Copy the items word for word, beginning with their first line and stopping after the line that contains "181], [203, 175]]".
──────────────────────────────
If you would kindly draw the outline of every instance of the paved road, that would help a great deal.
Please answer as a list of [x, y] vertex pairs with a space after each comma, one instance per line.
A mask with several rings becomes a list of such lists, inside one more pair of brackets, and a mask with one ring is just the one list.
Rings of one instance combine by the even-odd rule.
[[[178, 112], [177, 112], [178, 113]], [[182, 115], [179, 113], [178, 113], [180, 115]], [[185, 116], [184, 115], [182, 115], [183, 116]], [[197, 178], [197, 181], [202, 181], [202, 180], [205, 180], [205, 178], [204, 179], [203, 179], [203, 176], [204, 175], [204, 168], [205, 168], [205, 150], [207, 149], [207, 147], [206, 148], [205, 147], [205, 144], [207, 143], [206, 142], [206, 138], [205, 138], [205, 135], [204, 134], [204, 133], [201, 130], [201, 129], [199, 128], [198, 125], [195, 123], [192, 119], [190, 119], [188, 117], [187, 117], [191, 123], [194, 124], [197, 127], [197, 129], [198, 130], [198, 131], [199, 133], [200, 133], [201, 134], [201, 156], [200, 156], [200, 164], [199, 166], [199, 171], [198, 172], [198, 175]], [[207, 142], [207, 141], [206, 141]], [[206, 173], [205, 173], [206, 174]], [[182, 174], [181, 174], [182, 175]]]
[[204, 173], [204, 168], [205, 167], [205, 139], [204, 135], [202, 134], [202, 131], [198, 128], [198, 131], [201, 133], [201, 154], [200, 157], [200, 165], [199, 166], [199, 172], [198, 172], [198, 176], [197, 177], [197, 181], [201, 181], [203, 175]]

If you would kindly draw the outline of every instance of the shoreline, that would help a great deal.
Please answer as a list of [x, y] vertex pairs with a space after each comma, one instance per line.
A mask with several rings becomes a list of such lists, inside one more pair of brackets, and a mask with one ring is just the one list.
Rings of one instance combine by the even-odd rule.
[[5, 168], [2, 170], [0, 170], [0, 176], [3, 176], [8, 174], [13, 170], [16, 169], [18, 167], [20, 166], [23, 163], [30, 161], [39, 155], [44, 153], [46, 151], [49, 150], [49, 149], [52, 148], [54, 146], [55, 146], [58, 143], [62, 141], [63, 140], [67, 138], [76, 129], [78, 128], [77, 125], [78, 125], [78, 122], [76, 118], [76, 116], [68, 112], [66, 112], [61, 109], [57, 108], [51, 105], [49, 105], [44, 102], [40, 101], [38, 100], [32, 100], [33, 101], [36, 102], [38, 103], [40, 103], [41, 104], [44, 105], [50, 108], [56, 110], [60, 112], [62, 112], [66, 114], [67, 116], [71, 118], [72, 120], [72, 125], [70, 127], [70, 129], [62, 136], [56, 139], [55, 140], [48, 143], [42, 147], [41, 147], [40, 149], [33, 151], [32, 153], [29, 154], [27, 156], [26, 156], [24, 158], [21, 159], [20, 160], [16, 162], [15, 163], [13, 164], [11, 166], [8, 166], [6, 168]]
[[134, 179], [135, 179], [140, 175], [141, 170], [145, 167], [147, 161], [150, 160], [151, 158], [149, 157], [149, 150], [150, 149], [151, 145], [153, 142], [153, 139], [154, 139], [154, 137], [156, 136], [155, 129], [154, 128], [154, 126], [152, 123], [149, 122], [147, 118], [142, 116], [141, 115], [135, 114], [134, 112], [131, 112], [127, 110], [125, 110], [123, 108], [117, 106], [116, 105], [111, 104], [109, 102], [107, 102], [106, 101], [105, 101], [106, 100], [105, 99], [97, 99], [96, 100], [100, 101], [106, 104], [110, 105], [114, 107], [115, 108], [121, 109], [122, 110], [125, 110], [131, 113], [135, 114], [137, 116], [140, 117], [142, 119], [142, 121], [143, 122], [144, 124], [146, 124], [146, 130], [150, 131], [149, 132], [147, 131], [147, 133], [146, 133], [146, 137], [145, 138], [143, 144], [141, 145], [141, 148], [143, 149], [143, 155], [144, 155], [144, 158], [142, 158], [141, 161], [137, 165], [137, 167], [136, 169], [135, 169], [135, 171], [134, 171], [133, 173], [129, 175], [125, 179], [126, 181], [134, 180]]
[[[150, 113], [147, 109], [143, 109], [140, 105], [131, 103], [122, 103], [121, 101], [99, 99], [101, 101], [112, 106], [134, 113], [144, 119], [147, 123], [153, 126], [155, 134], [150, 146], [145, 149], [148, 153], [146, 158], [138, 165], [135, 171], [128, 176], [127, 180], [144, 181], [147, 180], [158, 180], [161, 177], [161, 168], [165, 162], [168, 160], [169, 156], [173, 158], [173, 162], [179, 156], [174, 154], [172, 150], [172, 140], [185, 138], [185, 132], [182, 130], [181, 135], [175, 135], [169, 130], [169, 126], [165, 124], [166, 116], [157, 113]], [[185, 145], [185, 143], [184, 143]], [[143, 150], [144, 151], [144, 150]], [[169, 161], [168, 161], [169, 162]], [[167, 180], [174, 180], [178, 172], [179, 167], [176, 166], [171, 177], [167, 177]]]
──────────────────────────────
Right answer
If you would kindly draw the outline of every instance of the paved road, that would help a great deal.
Please answer as a list of [x, y] vertex pairs with a space after each comma, one instance per line.
A mask with several rings becomes a list of such lists, inside one more pair of brackets, and a mask with one ring is just the one list.
Rings of one instance combine by the even-odd rule.
[[[178, 112], [177, 112], [178, 113]], [[182, 115], [179, 113], [178, 113], [180, 115]], [[185, 116], [184, 115], [182, 115], [183, 116]], [[197, 178], [197, 181], [202, 181], [202, 180], [205, 180], [205, 178], [204, 179], [203, 179], [203, 176], [204, 175], [204, 168], [205, 168], [205, 150], [207, 149], [207, 147], [206, 148], [205, 147], [205, 144], [207, 143], [206, 142], [206, 138], [205, 138], [205, 135], [204, 134], [204, 133], [201, 130], [201, 129], [199, 128], [198, 125], [195, 123], [192, 119], [190, 119], [188, 117], [187, 117], [191, 123], [194, 124], [197, 127], [197, 129], [198, 130], [198, 131], [199, 133], [200, 133], [201, 134], [201, 156], [200, 156], [200, 164], [199, 166], [199, 171], [198, 172], [198, 175]], [[207, 142], [207, 141], [206, 141]], [[206, 173], [205, 173], [206, 174]], [[182, 174], [181, 174], [182, 175]]]
[[204, 173], [204, 168], [205, 167], [205, 139], [204, 135], [202, 134], [202, 131], [198, 128], [198, 131], [201, 133], [201, 154], [200, 157], [200, 165], [199, 166], [199, 172], [198, 172], [198, 176], [197, 177], [197, 181], [201, 181], [203, 175]]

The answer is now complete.